Coordinate annotation rows:
------
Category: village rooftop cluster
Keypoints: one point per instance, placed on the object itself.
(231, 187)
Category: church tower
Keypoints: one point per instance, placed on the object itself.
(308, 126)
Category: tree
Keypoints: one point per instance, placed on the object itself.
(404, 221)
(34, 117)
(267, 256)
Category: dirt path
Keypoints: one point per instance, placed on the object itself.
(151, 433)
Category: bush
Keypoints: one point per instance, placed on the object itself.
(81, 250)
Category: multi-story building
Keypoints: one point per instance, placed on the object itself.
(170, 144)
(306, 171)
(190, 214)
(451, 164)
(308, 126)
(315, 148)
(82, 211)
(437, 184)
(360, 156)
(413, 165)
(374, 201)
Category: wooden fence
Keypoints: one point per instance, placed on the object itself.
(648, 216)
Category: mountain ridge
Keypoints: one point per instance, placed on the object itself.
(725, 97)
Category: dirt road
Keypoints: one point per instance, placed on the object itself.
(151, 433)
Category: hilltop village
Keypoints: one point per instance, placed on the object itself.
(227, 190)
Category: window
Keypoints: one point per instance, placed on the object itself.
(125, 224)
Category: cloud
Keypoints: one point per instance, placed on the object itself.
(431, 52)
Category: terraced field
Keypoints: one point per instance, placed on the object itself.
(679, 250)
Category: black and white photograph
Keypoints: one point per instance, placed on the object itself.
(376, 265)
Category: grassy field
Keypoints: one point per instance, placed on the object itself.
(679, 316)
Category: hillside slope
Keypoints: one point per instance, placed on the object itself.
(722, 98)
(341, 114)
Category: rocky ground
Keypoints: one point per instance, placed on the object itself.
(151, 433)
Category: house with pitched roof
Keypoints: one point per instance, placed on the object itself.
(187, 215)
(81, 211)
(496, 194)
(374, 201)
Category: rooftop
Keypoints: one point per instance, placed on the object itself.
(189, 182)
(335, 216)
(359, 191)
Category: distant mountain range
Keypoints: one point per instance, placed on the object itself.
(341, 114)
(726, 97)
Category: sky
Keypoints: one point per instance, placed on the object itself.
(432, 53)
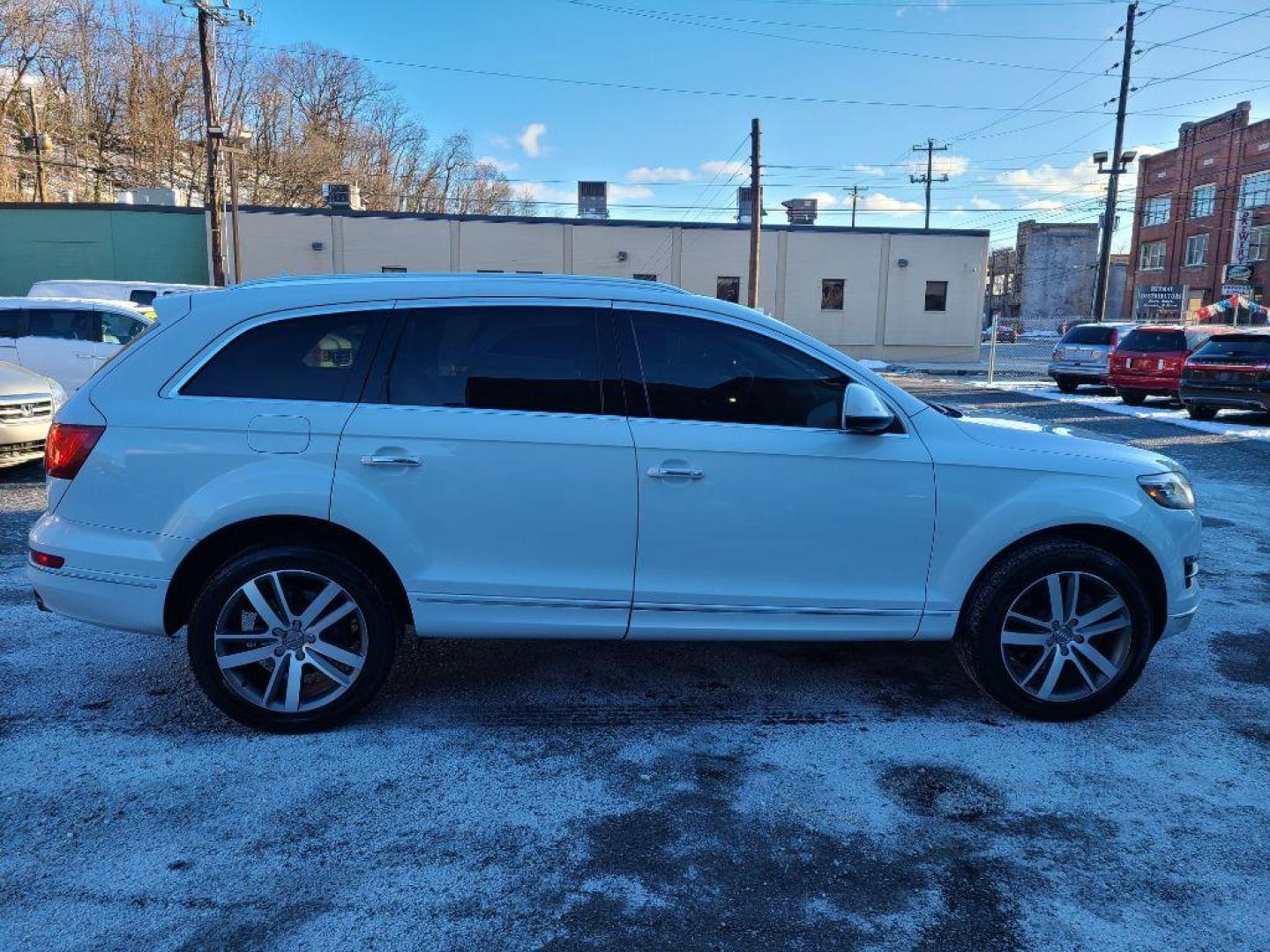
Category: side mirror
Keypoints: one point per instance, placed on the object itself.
(863, 412)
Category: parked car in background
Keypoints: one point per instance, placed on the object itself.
(295, 471)
(138, 292)
(26, 405)
(1148, 360)
(1229, 372)
(66, 339)
(1084, 354)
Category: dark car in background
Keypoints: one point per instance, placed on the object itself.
(1148, 361)
(1084, 354)
(1229, 372)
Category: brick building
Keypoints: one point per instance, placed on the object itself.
(1189, 202)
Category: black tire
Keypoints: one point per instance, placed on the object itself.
(380, 636)
(978, 640)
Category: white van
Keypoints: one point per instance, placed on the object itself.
(138, 292)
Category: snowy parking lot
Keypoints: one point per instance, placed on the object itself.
(573, 796)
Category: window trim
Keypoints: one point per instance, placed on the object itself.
(624, 310)
(172, 390)
(374, 390)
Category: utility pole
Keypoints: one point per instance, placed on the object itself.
(855, 196)
(1119, 165)
(211, 16)
(38, 145)
(930, 149)
(756, 211)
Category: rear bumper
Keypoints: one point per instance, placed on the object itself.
(1232, 398)
(111, 577)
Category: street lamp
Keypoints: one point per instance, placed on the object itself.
(1116, 170)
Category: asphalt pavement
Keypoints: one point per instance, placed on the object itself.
(594, 796)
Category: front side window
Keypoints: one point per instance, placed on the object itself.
(1154, 211)
(1259, 242)
(317, 357)
(701, 369)
(833, 292)
(64, 324)
(1197, 250)
(540, 360)
(1151, 257)
(1203, 201)
(937, 296)
(1255, 190)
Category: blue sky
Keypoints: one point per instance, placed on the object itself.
(669, 153)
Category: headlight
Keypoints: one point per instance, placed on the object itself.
(1172, 490)
(58, 394)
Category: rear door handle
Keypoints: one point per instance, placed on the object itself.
(392, 461)
(675, 472)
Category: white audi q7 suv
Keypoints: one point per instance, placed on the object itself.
(297, 471)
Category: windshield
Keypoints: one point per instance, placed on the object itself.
(1152, 342)
(1088, 334)
(1236, 346)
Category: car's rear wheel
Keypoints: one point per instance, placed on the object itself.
(291, 639)
(1057, 629)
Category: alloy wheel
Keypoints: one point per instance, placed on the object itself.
(290, 641)
(1065, 636)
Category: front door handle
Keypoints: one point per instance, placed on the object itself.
(392, 461)
(675, 472)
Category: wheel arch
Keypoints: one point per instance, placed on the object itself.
(1114, 541)
(233, 539)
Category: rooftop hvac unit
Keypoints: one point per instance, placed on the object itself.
(592, 199)
(800, 211)
(340, 195)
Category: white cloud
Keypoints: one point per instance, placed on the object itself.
(660, 173)
(882, 202)
(531, 138)
(716, 167)
(499, 164)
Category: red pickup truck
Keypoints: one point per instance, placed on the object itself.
(1148, 361)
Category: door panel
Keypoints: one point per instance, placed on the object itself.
(502, 521)
(781, 528)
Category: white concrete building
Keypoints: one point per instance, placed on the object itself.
(882, 294)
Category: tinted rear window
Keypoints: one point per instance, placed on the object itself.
(1088, 334)
(317, 357)
(1154, 340)
(1236, 346)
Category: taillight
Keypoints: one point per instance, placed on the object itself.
(68, 449)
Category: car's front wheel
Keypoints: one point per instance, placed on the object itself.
(1058, 629)
(291, 639)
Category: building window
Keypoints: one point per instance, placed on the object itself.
(1197, 250)
(1151, 258)
(1255, 190)
(1154, 211)
(1259, 242)
(937, 296)
(1203, 199)
(832, 294)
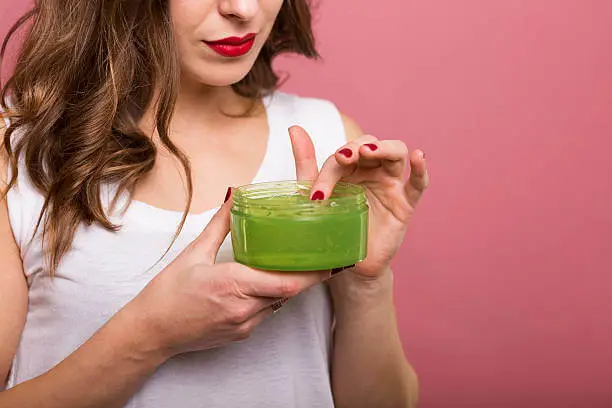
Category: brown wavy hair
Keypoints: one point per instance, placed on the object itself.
(84, 76)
------
* [Exercise instructions] Rewrite the rows from the line holding "Category: front door handle" through the end of the rows, inclusive, keeping every category and keypoint line and adding 116 to each x and y coordinate. Leave the pictures out.

* [The result]
Category: front door handle
Keypoints: one point per instance, placed on the object itself.
(508, 577)
(791, 588)
Category: wheel arch
Keypoints: one point per instance, placed on the object itself.
(1230, 657)
(349, 655)
Category: rooftop hvac unit
Keypoints: one point per instance, placed on the object itself.
(708, 315)
(916, 327)
(456, 311)
Category: white cloud
Keypoints: one point per instance, placed on the object itself.
(776, 289)
(998, 318)
(647, 254)
(832, 283)
(615, 280)
Category: red pickup truck
Keypoints: one point per instance, placed on the object itself.
(1264, 477)
Category: door panel
Keypoints: one point per instance, placed on the object itself.
(618, 637)
(897, 644)
Category: white concrete building
Keypoints: one point per instance, placed on the object itself.
(998, 410)
Category: tinted rear window
Keypoints: one point per instance, placed on the object itself.
(1204, 450)
(433, 473)
(1270, 456)
(1352, 462)
Category: taillight
Keypoints: one point per instance, placed on the object itself.
(184, 565)
Category: car's front wheel
Keypoints: one point per instance, placed on the object itself.
(1174, 745)
(407, 755)
Category: building window
Keypoints: one point per instance, placed on the object itself.
(1313, 366)
(1267, 374)
(1371, 306)
(1270, 327)
(1375, 358)
(1053, 412)
(1319, 315)
(948, 410)
Category: brown wavy hair
Keypoints: one point per instance, placed on the object itself.
(200, 192)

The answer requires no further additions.